## Action item
The answer must consist of every line from the entries below that contains the word "gray".

## Supplied records
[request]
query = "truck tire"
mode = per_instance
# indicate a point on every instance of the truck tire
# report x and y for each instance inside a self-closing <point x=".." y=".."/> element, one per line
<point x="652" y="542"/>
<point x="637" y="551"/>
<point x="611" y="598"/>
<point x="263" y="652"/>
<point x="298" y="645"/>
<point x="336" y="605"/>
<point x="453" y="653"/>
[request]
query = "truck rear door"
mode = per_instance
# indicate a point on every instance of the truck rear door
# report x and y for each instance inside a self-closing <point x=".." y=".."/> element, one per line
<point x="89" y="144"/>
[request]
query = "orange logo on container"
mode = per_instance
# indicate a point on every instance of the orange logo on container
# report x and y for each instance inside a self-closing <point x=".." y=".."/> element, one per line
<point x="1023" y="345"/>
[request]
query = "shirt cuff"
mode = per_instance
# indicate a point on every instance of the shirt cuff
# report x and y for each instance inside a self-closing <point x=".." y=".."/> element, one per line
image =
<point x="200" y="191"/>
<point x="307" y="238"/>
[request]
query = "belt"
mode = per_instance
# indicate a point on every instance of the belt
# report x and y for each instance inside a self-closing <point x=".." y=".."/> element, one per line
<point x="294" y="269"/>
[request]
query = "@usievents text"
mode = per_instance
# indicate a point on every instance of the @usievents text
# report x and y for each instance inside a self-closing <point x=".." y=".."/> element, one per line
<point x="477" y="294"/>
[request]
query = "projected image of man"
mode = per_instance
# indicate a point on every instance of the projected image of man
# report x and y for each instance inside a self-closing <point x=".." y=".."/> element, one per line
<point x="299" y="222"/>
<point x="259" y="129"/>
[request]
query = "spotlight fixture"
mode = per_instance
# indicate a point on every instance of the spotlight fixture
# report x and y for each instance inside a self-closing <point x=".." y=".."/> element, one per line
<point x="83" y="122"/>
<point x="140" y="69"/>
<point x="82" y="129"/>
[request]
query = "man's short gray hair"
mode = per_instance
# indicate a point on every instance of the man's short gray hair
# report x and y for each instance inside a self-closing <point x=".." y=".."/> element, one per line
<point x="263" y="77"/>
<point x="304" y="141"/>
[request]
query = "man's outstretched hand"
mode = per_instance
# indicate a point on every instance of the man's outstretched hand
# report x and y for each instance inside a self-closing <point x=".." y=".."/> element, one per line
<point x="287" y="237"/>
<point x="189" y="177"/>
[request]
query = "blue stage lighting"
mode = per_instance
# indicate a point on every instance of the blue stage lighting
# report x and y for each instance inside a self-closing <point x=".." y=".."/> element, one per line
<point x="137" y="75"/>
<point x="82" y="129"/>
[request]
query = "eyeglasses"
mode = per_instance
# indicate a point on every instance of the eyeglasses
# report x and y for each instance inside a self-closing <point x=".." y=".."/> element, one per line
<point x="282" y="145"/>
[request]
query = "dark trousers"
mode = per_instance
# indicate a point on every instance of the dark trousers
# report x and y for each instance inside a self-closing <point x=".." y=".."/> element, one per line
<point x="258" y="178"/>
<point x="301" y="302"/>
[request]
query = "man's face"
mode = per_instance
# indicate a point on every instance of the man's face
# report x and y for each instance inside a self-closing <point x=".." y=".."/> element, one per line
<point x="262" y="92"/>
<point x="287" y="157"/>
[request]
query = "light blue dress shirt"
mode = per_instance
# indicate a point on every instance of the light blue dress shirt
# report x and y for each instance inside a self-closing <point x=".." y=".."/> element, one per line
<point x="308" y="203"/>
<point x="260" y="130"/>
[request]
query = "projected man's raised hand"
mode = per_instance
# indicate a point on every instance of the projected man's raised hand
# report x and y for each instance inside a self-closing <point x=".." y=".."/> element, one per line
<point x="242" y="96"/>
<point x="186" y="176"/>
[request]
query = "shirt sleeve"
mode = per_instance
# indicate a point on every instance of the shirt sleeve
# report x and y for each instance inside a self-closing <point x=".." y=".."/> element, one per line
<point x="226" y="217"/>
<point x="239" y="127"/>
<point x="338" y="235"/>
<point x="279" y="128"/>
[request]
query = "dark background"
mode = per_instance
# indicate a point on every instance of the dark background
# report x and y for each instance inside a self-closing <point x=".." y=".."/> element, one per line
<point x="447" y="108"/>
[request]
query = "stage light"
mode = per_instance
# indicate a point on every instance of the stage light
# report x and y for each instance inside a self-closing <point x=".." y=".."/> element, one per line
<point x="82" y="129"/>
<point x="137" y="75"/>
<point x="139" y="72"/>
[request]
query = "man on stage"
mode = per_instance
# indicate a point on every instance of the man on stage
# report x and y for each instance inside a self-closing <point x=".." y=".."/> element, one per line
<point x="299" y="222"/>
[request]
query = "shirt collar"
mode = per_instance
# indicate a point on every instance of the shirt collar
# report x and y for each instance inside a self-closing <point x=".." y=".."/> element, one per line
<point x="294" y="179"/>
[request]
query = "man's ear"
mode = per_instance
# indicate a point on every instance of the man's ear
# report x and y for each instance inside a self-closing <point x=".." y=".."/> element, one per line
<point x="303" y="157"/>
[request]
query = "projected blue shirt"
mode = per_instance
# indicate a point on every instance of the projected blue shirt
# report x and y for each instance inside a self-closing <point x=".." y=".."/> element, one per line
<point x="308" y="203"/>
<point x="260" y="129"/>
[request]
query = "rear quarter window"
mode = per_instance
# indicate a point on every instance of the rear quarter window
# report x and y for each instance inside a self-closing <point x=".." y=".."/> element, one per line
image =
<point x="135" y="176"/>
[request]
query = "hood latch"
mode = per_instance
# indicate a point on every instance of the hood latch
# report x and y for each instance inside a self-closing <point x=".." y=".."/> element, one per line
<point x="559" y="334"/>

## Response to this exercise
query = "man's short gray hair"
# indicate a point on every instance of the man's short gray hair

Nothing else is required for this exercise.